PAGE TEXT —
start

Section 01 — The Authority Centre
Discover Kruger National Park
South Africa's flagship wilderness — and one of the most biodiverse protected ecosystems on earth.
Few places in Africa carry the weight of name and history that Kruger does. Stretching nearly two million hectares from the Crocodile River in the south to the Limpopo on the Zimbabwean border in the north, this is the cornerstone of South African conservation — older than most of the world's national parks, larger than Israel, and home to a density of wildlife unmatched on the continent.
The park was born in 1898, when President Paul Kruger of the South African Republic signed the proclamation establishing the Sabi Game Reserve in the eastern Transvaal. It was an extraordinary decision for its time: at the close of the 19th century, big game hunting was the colonial pastime, and the very concept of a permanent wildlife reserve was unheard of in southern Africa. The Sabi Reserve was the first formal protected area on the continent.

end

Object outline annotations

start

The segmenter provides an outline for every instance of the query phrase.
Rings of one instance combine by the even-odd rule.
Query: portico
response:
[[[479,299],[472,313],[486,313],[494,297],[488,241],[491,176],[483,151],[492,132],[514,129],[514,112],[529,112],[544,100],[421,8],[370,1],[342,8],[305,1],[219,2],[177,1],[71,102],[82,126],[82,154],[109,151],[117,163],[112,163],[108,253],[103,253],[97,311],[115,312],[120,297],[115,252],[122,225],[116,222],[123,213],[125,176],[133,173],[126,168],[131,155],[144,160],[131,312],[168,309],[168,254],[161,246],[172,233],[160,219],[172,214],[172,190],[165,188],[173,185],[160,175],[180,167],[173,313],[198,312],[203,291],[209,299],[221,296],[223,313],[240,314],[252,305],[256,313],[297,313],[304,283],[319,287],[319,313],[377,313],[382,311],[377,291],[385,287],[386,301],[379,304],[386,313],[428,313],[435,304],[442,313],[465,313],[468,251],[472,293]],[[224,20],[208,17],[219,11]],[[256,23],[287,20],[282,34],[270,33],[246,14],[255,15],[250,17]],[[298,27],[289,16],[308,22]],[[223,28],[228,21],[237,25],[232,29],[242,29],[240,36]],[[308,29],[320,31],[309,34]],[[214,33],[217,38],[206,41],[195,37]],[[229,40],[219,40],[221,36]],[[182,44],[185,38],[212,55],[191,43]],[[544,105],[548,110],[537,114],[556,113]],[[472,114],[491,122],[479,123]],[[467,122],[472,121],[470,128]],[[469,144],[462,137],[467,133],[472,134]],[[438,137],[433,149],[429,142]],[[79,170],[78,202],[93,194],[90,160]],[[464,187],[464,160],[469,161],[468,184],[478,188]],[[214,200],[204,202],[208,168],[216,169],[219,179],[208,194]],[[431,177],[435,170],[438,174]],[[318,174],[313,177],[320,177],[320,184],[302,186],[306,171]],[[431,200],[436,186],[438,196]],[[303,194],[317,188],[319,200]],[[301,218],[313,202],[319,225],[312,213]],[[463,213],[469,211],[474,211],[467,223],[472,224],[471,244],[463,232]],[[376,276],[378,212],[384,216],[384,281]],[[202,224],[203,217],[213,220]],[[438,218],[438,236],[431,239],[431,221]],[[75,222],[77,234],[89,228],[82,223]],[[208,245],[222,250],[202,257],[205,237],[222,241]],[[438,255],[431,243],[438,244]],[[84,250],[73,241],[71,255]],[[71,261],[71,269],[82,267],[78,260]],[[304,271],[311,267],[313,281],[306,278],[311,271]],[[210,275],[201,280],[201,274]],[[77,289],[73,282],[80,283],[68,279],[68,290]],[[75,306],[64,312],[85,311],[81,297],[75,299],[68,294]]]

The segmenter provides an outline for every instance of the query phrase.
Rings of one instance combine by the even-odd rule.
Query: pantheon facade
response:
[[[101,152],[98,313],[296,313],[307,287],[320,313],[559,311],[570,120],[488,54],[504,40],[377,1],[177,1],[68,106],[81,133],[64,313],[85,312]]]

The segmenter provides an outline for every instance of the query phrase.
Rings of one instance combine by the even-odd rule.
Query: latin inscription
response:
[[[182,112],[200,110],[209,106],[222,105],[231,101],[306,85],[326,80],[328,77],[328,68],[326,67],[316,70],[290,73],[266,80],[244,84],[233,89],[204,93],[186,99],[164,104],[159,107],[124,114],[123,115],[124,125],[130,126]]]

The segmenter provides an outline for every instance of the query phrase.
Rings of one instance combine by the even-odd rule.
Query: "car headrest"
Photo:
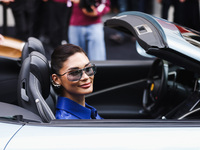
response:
[[[32,51],[40,52],[45,56],[45,49],[43,47],[42,42],[34,37],[29,37],[28,42],[25,43],[22,50],[22,57],[21,57],[22,63]]]
[[[28,102],[35,101],[37,95],[46,99],[49,93],[50,69],[48,60],[41,53],[33,51],[22,63],[18,83],[18,102],[23,106]]]
[[[47,58],[39,52],[30,54],[30,73],[40,82],[42,96],[46,99],[50,92],[50,68]]]

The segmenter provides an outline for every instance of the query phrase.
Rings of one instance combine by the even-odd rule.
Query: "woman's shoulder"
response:
[[[55,116],[56,116],[56,119],[79,119],[76,116],[74,116],[64,110],[57,110]]]

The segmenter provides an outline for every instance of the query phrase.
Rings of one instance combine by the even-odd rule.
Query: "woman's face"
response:
[[[63,96],[70,98],[71,96],[89,94],[93,91],[94,75],[88,76],[85,71],[83,71],[82,77],[78,81],[69,81],[67,77],[70,72],[89,67],[90,65],[90,61],[84,53],[75,53],[63,63],[63,67],[60,69],[59,73],[64,74],[69,71],[65,75],[59,76],[57,80],[57,83],[64,88]]]

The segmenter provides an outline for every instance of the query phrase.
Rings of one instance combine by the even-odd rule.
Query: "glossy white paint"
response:
[[[8,150],[199,150],[200,127],[25,126]]]
[[[4,149],[12,136],[22,127],[22,125],[0,123],[0,149]]]

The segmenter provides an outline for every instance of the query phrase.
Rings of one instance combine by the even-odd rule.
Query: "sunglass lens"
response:
[[[95,66],[85,68],[85,73],[88,76],[93,76],[95,74]]]
[[[70,72],[67,77],[68,77],[68,80],[70,81],[77,81],[77,80],[80,80],[81,76],[82,76],[82,71],[77,70],[77,71]]]

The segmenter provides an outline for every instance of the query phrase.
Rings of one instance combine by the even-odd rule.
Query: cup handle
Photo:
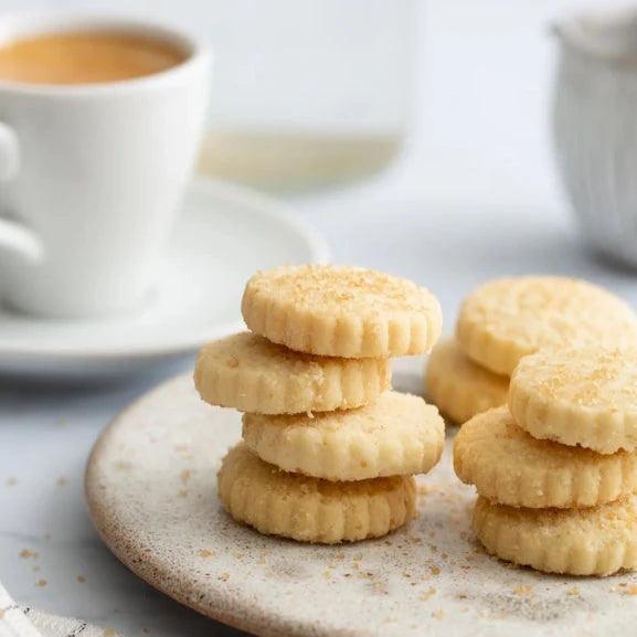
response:
[[[0,121],[0,183],[20,172],[20,144],[15,131]],[[33,263],[42,257],[42,242],[25,225],[0,216],[0,252],[7,251]]]

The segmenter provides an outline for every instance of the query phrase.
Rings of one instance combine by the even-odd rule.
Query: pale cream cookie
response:
[[[474,529],[487,552],[546,573],[637,569],[637,496],[586,509],[517,509],[479,497]]]
[[[282,471],[243,443],[225,456],[217,480],[221,502],[235,520],[300,542],[380,538],[415,516],[411,476],[330,482]]]
[[[637,491],[637,454],[603,456],[538,440],[516,425],[507,406],[463,425],[454,468],[480,496],[512,507],[594,507]]]
[[[252,332],[208,343],[194,368],[194,385],[205,402],[259,414],[359,407],[390,384],[387,359],[315,357]]]
[[[244,414],[243,438],[285,471],[363,480],[429,471],[443,453],[445,423],[423,399],[385,392],[375,403],[347,412]]]
[[[361,267],[304,265],[255,274],[242,300],[247,327],[293,350],[343,358],[428,352],[442,329],[435,296]]]
[[[523,355],[544,347],[637,344],[637,318],[624,301],[584,280],[505,278],[465,299],[456,337],[478,364],[510,375]]]
[[[637,448],[637,350],[542,350],[520,361],[509,407],[537,438],[599,454]]]
[[[458,424],[506,404],[508,389],[508,376],[476,364],[455,339],[439,342],[429,354],[425,392],[443,414]]]

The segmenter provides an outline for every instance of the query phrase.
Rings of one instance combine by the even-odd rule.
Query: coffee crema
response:
[[[0,45],[0,82],[119,82],[166,71],[187,57],[166,41],[123,31],[47,33]]]

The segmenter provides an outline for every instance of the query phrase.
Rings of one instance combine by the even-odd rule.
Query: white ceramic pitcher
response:
[[[555,25],[559,169],[587,242],[637,267],[637,8]]]

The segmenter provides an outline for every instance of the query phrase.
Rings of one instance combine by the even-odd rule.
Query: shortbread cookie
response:
[[[194,385],[205,402],[259,414],[359,407],[390,383],[387,359],[315,357],[252,332],[204,346],[194,368]]]
[[[217,479],[221,502],[235,520],[301,542],[379,538],[415,514],[413,477],[330,482],[286,474],[243,443],[225,456]]]
[[[385,392],[347,412],[244,414],[243,438],[262,459],[328,480],[426,474],[440,459],[445,423],[423,399]]]
[[[429,355],[425,391],[440,412],[458,424],[507,403],[509,378],[467,358],[455,339],[439,342]]]
[[[492,555],[546,573],[637,569],[637,496],[587,509],[516,509],[480,497],[474,529]]]
[[[601,454],[637,448],[637,350],[543,350],[520,361],[509,407],[537,438]]]
[[[584,280],[507,278],[467,297],[456,336],[474,361],[510,375],[523,355],[543,347],[635,344],[637,319],[624,301]]]
[[[603,456],[537,440],[506,406],[465,423],[454,440],[454,468],[480,496],[512,507],[594,507],[637,491],[637,454]]]
[[[273,342],[343,358],[425,353],[443,322],[436,297],[416,284],[335,265],[259,272],[241,307],[247,327]]]

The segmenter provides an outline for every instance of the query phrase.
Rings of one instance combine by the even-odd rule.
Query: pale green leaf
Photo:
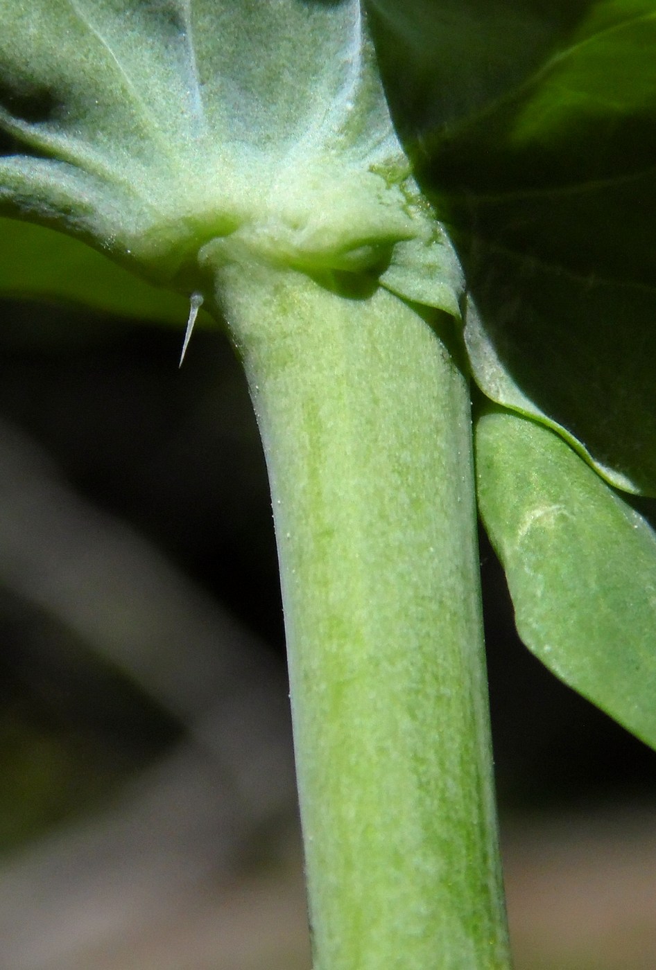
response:
[[[209,244],[315,275],[398,263],[396,290],[417,289],[394,248],[435,222],[356,0],[0,0],[0,212],[187,293]],[[451,311],[453,263],[443,234],[421,284]]]
[[[656,534],[560,436],[501,409],[476,427],[478,502],[517,630],[656,747]]]

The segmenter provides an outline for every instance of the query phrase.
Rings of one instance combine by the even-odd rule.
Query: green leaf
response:
[[[656,747],[656,534],[558,435],[494,409],[478,502],[524,643]]]
[[[440,65],[433,116],[415,106],[414,157],[464,264],[476,382],[558,429],[613,485],[656,495],[653,0],[377,7],[388,25],[418,12],[416,49]],[[453,77],[472,69],[453,110],[445,36],[462,45]],[[504,71],[497,50],[509,48]],[[393,103],[416,70],[386,78]]]
[[[17,219],[0,219],[0,294],[179,326],[189,311],[184,297],[150,286],[83,242]]]
[[[417,240],[433,302],[457,312],[457,261],[410,178],[356,0],[0,0],[0,16],[15,152],[0,212],[187,293],[208,285],[210,243],[214,266],[391,268],[414,291],[394,250]]]

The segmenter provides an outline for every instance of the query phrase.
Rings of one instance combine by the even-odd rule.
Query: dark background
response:
[[[278,959],[280,967],[307,966],[273,521],[257,431],[232,350],[217,328],[199,329],[179,371],[183,320],[174,330],[16,302],[2,305],[2,317],[0,857],[5,888],[23,887],[23,896],[17,911],[9,906],[4,914],[0,901],[0,929],[4,921],[3,938],[10,934],[9,962],[0,964],[127,967],[116,940],[128,925],[133,950],[142,954],[134,967],[161,970],[169,964],[161,952],[153,955],[153,941],[161,945],[163,930],[153,926],[170,911],[158,900],[167,881],[173,892],[181,879],[184,902],[167,897],[167,906],[177,919],[188,910],[200,921],[191,933],[189,917],[182,934],[196,943],[203,936],[198,914],[208,907],[213,913],[208,900],[232,916],[213,917],[223,935],[211,934],[205,955],[187,941],[184,957],[170,957],[172,968],[254,970],[278,966]],[[503,573],[484,535],[480,558],[520,970],[646,968],[653,965],[649,948],[656,953],[651,877],[643,880],[647,889],[640,879],[636,889],[638,877],[633,870],[627,876],[627,866],[656,851],[656,756],[559,684],[518,643]],[[187,605],[177,608],[176,598]],[[150,615],[154,625],[161,621],[156,642],[137,629],[136,609],[145,611],[147,627]],[[98,627],[87,612],[100,616]],[[144,647],[136,651],[136,666],[134,651],[132,659],[129,650],[121,652],[132,637]],[[192,671],[188,683],[185,667]],[[243,764],[253,769],[246,782]],[[117,835],[115,826],[133,810],[138,821]],[[163,841],[155,845],[158,826]],[[82,843],[81,831],[87,833]],[[554,872],[554,859],[562,853],[567,866],[573,840],[577,851],[587,848],[570,882],[561,884],[563,867],[561,875]],[[159,855],[148,861],[152,853]],[[135,859],[139,873],[130,869]],[[120,879],[133,889],[144,884],[120,919],[108,916],[114,913],[103,895],[108,871],[119,887],[113,905],[130,898]],[[242,880],[244,893],[244,879],[251,881],[248,891],[260,893],[259,904],[248,897],[244,935],[252,937],[247,926],[255,921],[261,953],[240,955],[235,944],[237,955],[230,956],[241,917],[229,909],[236,903],[226,887]],[[553,898],[543,895],[541,879]],[[558,905],[567,919],[579,902],[589,904],[599,884],[607,892],[608,884],[614,887],[633,914],[618,915],[612,904],[619,955],[612,955],[602,925],[583,933],[583,944],[559,951],[568,936],[557,926]],[[2,889],[0,876],[0,900]],[[81,936],[80,907],[94,892],[103,925],[91,921],[92,929]],[[262,902],[270,898],[275,908],[288,897],[288,912],[275,918]],[[58,913],[64,900],[68,908]],[[268,914],[261,924],[253,916],[257,905]],[[593,908],[605,912],[603,902]],[[532,923],[536,910],[541,917]],[[545,915],[547,922],[555,920],[544,929],[546,943],[540,929]],[[69,949],[60,951],[49,927],[57,924],[61,933],[62,921]],[[165,922],[168,934],[169,917]],[[35,925],[43,929],[43,953],[25,942]],[[280,942],[283,925],[288,935]],[[553,953],[544,954],[550,947]]]

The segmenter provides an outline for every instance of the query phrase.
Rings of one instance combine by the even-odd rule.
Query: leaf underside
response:
[[[656,545],[607,482],[656,495],[656,4],[371,0],[406,153],[360,6],[0,0],[0,214],[183,294],[219,239],[464,307],[509,409],[481,417],[477,473],[520,633],[654,744]],[[56,272],[47,230],[0,230],[4,292],[179,313],[79,242]]]
[[[524,643],[656,747],[656,533],[549,429],[476,427],[478,502]]]

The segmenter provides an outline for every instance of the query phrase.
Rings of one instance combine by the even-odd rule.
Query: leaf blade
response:
[[[492,409],[476,441],[479,508],[520,637],[656,747],[656,534],[537,422]]]

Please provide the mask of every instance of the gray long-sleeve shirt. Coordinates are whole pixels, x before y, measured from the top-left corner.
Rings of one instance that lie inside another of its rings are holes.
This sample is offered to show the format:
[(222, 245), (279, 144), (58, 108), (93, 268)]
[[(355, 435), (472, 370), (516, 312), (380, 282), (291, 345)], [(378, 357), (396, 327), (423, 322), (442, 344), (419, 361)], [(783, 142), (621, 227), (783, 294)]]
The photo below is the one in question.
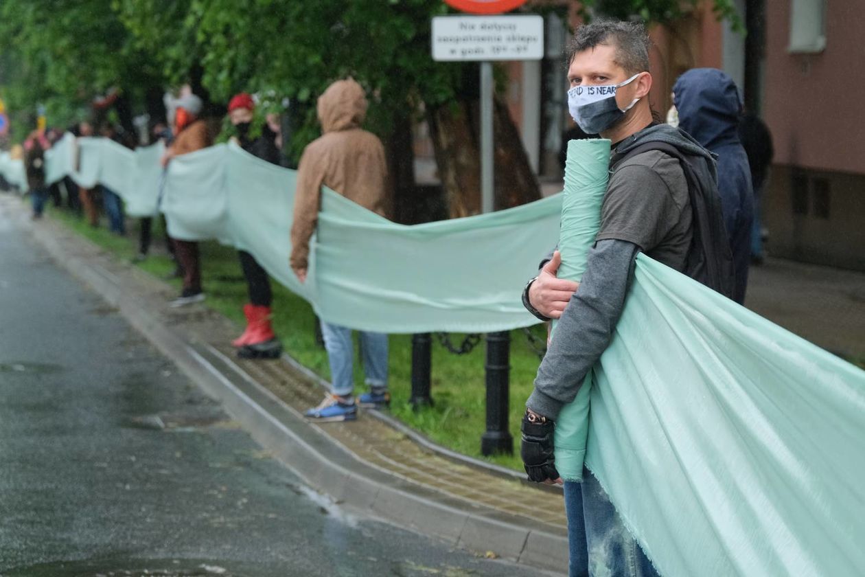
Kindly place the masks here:
[(640, 247), (626, 240), (599, 240), (589, 251), (580, 289), (565, 307), (555, 337), (538, 369), (526, 406), (556, 419), (612, 338), (633, 279)]

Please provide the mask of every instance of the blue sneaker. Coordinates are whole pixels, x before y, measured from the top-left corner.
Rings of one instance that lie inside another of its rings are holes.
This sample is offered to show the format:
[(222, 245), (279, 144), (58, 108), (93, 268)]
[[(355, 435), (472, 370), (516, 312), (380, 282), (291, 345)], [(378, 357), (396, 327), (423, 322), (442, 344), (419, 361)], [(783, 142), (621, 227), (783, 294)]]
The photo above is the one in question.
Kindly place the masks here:
[(390, 407), (390, 393), (370, 391), (357, 397), (357, 404), (364, 408), (384, 408)]
[(329, 394), (318, 407), (311, 408), (304, 414), (307, 419), (312, 419), (319, 423), (335, 423), (341, 420), (355, 420), (357, 419), (357, 405), (354, 401), (343, 402), (342, 397)]

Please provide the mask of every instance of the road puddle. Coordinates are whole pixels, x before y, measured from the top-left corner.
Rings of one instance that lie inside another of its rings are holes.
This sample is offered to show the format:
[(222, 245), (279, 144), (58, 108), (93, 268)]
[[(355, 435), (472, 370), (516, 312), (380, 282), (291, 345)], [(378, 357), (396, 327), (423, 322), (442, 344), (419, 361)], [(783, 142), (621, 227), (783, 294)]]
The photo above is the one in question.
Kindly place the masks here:
[(60, 365), (48, 362), (0, 362), (0, 373), (40, 374), (58, 373)]
[[(241, 570), (242, 571), (242, 570)], [(248, 577), (222, 561), (201, 559), (54, 561), (11, 569), (4, 577)]]

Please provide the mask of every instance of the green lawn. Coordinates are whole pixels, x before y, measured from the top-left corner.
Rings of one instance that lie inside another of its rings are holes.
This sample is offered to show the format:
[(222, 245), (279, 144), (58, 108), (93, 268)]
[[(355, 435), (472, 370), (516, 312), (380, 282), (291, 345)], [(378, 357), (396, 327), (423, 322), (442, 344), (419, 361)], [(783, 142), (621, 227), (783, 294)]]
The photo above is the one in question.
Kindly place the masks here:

end

INSTRUCTIONS —
1 – Extract the passage of the Kruger National Park text from "Few places in" to "unmatched on the continent.".
2 – According to the Kruger National Park text, which river lies at the park's southern end?

COMPLETE ANSWERS —
1 –
Few places in Africa carry the weight of name and history that Kruger does. Stretching nearly two million hectares from the Crocodile River in the south to the Limpopo on the Zimbabwean border in the north, this is the cornerstone of South African conservation — older than most of the world's national parks, larger than Israel, and home to a density of wildlife unmatched on the continent.

2 – The Crocodile River